Esercizi da svolgere:
A: Nel brano sulla bioetica clinica, chi è il decisore a cui la consulenza offre facilitazione?
B: Traduci in inglese la frase del brano sulla bioetica clinica "Quindi svolge funzione di consulenza in casi specifici?".

Professore, che cosa si intende per bioetica clinica?
E’ una bioetica applicata alla medicina clinica, ossia una bioetica che dall’aula universitaria e dalle sedi di riflessione e discernimento a livello teorico si sposta sul luogo in cui ha origine la questione etica e bioetica; in particolare il letto del paziente. Una riflessione che parte dal caso concreto, personalizzando il giudizio in relazione a quel paziente specifico con la sua storia e le sue caratteristiche. Acquisiti tutti gli elementi del caso, interviene il confronto con l’aspetto etico-antropologico che sostiene e conferma nell’orientamento clinico.

Quindi svolge funzione di consulenza in casi specifici?
Sì, una consulenza che si traduce in facilitazione per il decisore che non è il bioeticista ma il clinico, ossia il medico che dovrà assumere concretamente una decisione dal punto di vista pratico con impatti reali sulla vita del paziente.

Le sostiene, in parallelo, la rilevanza delle Medical Humanities (MH) nella formazione dei futuri professionisti della salute e per la cura del paziente. Perché?
Una rilevanza duplice. Anzitutto sul piano formativo per acquisire una più ampia apertura mentale e capacità di tipo diagnostico. Studi empirici hanno dimostrato che se l’orizzonte mentale del medico non si limita al mero aspetto tecnico delle terapie e delle tecnologie, ma si allarga a comprendere anche aspetti umanistici (anche attraverso le arti, in particolare cinema e letteratura), psicologici, sociali e culturali, la sua sensibilità ne uscirà affinata consentendogli di tenere conto, nella formulazione della diagnosi, anche di queste dimensioni che esprimono l’integralità della persona affidata alle sue cure.

Dati forniti:
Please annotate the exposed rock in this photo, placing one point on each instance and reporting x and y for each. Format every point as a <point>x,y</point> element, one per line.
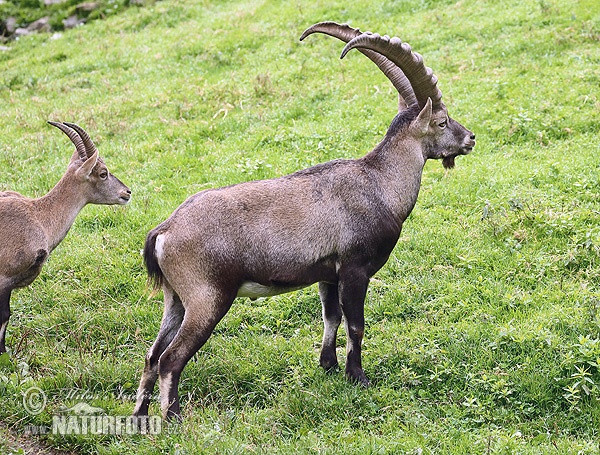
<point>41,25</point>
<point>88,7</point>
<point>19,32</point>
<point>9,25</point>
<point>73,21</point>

* * *

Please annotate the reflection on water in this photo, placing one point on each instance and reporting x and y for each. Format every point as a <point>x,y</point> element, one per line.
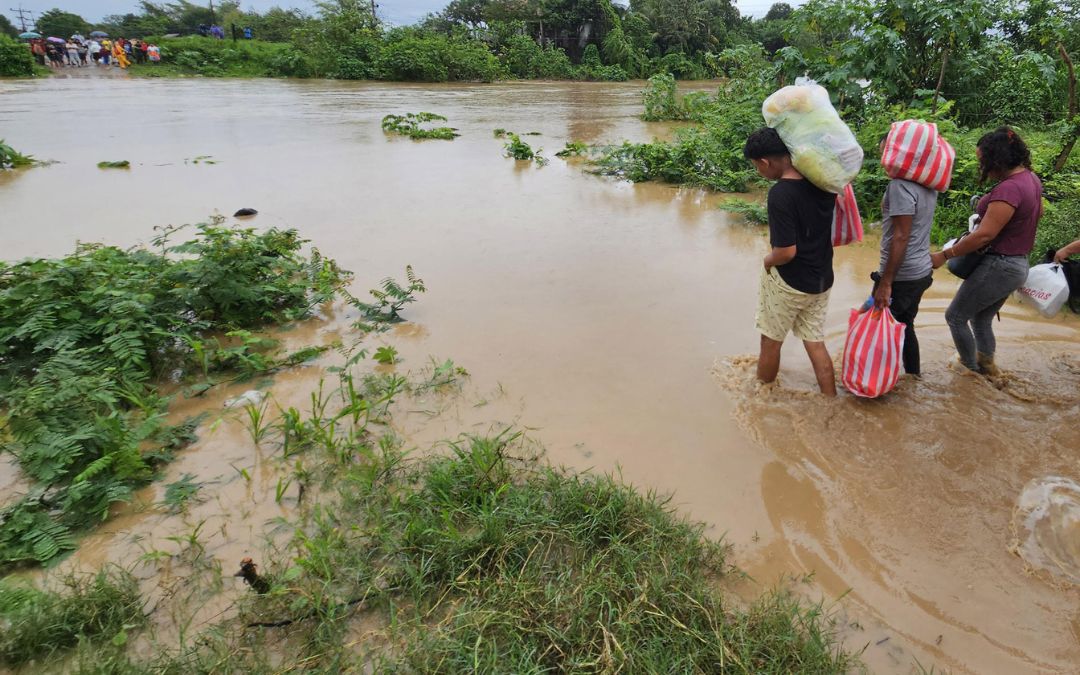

Soluzioni degli esercizi:
A: Il clinico, ossia il medico che dovrà assumere concretamente la decisione.

B: So does it serve an advisory function in specific cases?